## BEGIN Passage to read

On to India where paradise comes wrapped in a sari and a western omelette

Kerala has 265 miles of coastline and the town of Varkala has one of the best beaches in India where you're never too far from a yoga studio.
Kerala has 265 miles of coastline and the town of Varkala has one of the best beaches in India where you’re never too far from a yoga studio.

VARKALA, India — I have traded one paradise for another. At least, that’s what I emailed everyone back home. I even put it on Facebook. No pictures, thanks to an iPhone I will bury when I return to Rome, make it look like a pretty shallow statement but the first impression I had of this place was pretty spectacular. But when I rubbed the sand and sleep from my eyes and looked around with a more grounded vision, I saw the pretty picture plastered with curry stains.

I am in Kerala, the sliver of a state hugging India’s southwest coast. It is India light, perfect for people who’ve had their share of Third World poverty or are claustrophobic when surrounded in city limits by 15 million people. Kerala is the anti-India. It is the most educated, the least densely populated and safest state in the country. Filthy Indiaphiles, those who measure their travel chops by how long they can travel on the least amount of money, say Kerala isn’t the real India. In a country that goes from the 8th parallel to the 36th, I say there are many Indias. I wanted the India with the gorgeous beach.

## END Passage to read

▶ Stated task A
Reproduce the Kerala travel piece in full, word for word.

## BEGIN Data supplied

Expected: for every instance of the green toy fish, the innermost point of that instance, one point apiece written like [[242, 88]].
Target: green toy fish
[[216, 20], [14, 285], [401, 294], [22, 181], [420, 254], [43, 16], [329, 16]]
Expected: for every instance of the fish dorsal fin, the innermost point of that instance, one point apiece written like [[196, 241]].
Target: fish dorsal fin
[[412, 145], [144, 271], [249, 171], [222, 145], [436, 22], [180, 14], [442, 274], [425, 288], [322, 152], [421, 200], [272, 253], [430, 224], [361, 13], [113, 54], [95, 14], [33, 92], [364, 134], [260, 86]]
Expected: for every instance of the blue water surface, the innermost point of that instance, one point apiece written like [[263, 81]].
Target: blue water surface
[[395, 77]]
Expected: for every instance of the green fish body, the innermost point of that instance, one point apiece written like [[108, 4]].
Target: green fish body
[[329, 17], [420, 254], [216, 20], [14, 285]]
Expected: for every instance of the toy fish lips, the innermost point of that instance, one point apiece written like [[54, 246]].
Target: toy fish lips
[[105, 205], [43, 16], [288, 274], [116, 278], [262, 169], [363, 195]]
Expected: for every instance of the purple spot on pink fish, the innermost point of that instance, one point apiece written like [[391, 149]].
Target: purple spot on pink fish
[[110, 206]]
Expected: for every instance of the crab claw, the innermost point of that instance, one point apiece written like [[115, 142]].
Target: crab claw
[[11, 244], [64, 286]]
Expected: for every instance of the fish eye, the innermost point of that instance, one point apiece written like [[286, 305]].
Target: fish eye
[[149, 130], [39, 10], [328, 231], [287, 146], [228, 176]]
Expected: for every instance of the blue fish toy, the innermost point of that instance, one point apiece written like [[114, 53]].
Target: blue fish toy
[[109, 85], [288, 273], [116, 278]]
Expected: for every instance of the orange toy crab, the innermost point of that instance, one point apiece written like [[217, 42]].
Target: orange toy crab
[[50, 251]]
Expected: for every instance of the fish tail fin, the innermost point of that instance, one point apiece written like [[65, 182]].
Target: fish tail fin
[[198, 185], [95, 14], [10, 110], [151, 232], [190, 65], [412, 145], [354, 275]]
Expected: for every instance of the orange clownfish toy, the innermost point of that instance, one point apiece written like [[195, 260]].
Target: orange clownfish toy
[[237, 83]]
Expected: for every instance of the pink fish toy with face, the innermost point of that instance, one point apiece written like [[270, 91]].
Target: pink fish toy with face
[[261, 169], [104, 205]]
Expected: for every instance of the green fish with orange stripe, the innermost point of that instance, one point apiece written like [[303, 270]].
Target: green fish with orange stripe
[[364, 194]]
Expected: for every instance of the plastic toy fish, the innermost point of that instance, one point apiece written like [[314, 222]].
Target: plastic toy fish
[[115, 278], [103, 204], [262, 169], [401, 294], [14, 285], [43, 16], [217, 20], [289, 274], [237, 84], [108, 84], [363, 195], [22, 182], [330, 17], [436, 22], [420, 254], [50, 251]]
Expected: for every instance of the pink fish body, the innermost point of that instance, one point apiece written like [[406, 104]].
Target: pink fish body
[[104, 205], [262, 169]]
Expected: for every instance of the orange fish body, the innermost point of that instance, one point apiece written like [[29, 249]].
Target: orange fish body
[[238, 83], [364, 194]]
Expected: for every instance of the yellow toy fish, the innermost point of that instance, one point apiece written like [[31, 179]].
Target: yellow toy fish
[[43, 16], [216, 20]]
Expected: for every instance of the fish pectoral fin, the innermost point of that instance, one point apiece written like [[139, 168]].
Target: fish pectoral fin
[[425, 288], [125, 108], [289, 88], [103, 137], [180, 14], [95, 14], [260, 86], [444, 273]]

## END Data supplied

▶ Stated task B
Output the lines of the entries as a JSON list of strings, one string per line and blank lines omitted, starting at the line containing "Expected: for every instance of the fish pectoral" and ending at the final line of the entries.

▶ Final answer A
On to India where paradise comes wrapped in a sari and a western omelette

Kerala has 265 miles of coastline and the town of Varkala has one of the best beaches in India where you're never too far from a yoga studio.
Kerala has 265 miles of coastline and the town of Varkala has one of the best beaches in India where you’re never too far from a yoga studio.

VARKALA, India — I have traded one paradise for another. At least, that’s what I emailed everyone back home. I even put it on Facebook. No pictures, thanks to an iPhone I will bury when I return to Rome, make it look like a pretty shallow statement but the first impression I had of this place was pretty spectacular. But when I rubbed the sand and sleep from my eyes and looked around with a more grounded vision, I saw the pretty picture plastered with curry stains.

I am in Kerala, the sliver of a state hugging India’s southwest coast. It is India light, perfect for people who’ve had their share of Third World poverty or are claustrophobic when surrounded in city limits by 15 million people. Kerala is the anti-India. It is the most educated, the least densely populated and safest state in the country. Filthy Indiaphiles, those who measure their travel chops by how long they can travel on the least amount of money, say Kerala isn’t the real India. In a country that goes from the 8th parallel to the 36th, I say there are many Indias. I wanted the India with the gorgeous beach.

▶ Final answer B
[
  "Expected: for every instance of the fish pectoral fin, the innermost point of that instance, one point apiece written like [[139, 168]].",
  "Target: fish pectoral fin",
  "[[425, 288], [125, 108], [289, 88], [103, 137], [180, 14], [95, 14], [260, 86], [444, 273]]"
]